INSTRUCTIONS TO FOLLOW -
Can you give the stretch from "The initial premise" through "of Soviet Ukraine)." in the excerpt on the documentary about two Nazi officials' sons again, substituting "USSR" for "Soviet Union"?

EXCERPT TO READ -
The initial premise of the film was simple enough: Phillipe Sands, a human rights lawyer and son of Holocaust survivors, decided to do a documentary about two men -- Niklas Frank and Horst von Wächter -- who were children of "upper management" though to some extent still second tier Nazis, Hans Frank and Otto von Wächter:

Hans Frank was "Governor General" of the "General Government" portion of Nazi Occupied Poland (which included the parts of Poland that were occupied by Nazi Germany after its 1939 invasion of the country that were NOT directly annexed into the German Reich.  After the Nazi 1941 invasion of the Soviet Union this region expanded to include the parts of Poland that were annexed in 1939 by the Soviet Union, which entered WW II as arguably AN ALLY of Nazi Germany, and after the War became part of Soviet Ukraine). 

Otto von Wächter became Governor of Galicia a section of the Ukrainian portion of the above "General Government" which he came to rule, briefly, from 1942-1944, as something of a personal SS fiefdom.

It becomes clear fairly early in the documentary, which first presents Sands meeting the two sons of these two Nazi war criminals and then through old family photographs / b&w home movies gives viewers a sense of their rather unusual childhood circumstances, that the two had very different opinions of their notorious / infamous dads: Niklas Frank had long accepted the reality that his father was largely responsible for the the deaths of millions (most if not all of the Nazi extermination camps were constructed and operated in the above mentioned General Government" portion of Nazi Occupied Poland of which the older Frank was "Governor"), while Horst von Wächter HAD NOT come to terms with the mass murdering legacy of his dad.

DATASET ENTRIES -

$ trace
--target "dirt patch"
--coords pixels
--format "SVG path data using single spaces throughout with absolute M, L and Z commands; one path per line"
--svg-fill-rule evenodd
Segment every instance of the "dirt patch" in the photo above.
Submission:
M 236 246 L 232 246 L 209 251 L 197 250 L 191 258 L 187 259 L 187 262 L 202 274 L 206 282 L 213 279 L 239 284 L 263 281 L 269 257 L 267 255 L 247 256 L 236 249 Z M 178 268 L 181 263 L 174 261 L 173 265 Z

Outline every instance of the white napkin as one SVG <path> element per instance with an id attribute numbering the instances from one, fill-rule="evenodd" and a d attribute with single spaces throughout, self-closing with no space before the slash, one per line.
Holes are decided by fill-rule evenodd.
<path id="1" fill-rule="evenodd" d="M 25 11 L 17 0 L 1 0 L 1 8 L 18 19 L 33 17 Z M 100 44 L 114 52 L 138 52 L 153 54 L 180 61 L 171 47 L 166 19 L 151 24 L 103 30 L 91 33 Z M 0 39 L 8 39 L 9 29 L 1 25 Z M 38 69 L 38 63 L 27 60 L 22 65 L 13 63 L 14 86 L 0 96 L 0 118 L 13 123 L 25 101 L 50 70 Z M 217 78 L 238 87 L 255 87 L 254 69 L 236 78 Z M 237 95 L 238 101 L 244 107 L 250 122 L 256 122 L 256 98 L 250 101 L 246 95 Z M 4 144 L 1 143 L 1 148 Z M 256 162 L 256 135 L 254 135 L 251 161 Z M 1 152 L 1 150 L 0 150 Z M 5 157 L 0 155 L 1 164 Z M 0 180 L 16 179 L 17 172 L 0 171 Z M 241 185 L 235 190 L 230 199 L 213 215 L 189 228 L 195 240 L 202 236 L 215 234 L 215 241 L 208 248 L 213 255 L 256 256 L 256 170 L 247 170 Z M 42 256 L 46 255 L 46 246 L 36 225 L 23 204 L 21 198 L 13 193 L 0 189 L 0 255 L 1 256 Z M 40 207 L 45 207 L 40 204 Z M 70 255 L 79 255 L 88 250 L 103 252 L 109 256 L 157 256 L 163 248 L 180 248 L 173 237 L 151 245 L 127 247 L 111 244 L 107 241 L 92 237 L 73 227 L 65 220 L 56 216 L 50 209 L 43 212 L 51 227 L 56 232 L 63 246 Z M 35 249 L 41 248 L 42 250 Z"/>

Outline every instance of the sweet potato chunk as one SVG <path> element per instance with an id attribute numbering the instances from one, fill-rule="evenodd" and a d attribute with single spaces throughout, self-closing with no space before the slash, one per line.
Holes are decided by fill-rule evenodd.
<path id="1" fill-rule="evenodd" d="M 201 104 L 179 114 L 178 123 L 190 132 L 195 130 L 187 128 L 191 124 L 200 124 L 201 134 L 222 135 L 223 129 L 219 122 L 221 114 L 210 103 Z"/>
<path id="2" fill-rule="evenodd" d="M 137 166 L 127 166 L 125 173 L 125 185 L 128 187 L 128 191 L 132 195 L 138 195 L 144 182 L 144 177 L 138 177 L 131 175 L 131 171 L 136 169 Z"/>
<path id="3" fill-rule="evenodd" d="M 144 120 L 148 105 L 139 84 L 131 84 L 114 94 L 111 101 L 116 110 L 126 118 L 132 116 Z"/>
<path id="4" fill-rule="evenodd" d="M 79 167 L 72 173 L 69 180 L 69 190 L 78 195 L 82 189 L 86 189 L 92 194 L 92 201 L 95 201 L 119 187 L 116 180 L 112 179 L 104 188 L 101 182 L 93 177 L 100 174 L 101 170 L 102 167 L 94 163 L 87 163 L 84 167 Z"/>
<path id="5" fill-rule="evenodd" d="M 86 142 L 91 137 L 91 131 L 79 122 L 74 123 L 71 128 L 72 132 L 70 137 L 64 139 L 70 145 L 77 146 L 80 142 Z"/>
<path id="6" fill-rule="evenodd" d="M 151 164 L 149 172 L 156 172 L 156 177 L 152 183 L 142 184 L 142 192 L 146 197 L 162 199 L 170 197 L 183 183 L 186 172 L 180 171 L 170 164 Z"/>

WRITTEN SOLUTION -
The initial premise of the film was simple enough: Phillipe Sands, a human rights lawyer and son of Holocaust survivors, decided to do a documentary about two men -- Niklas Frank and Horst von Wächter -- who were children of "upper management" though to some extent still second tier Nazis, Hans Frank and Otto von Wächter:

Hans Frank was "Governor General" of the "General Government" portion of Nazi Occupied Poland (which included the parts of Poland that were occupied by Nazi Germany after its 1939 invasion of the country that were NOT directly annexed into the German Reich.  After the Nazi 1941 invasion of the USSR this region expanded to include the parts of Poland that were annexed in 1939 by the USSR, which entered WW II as arguably AN ALLY of Nazi Germany, and after the War became part of Soviet Ukraine).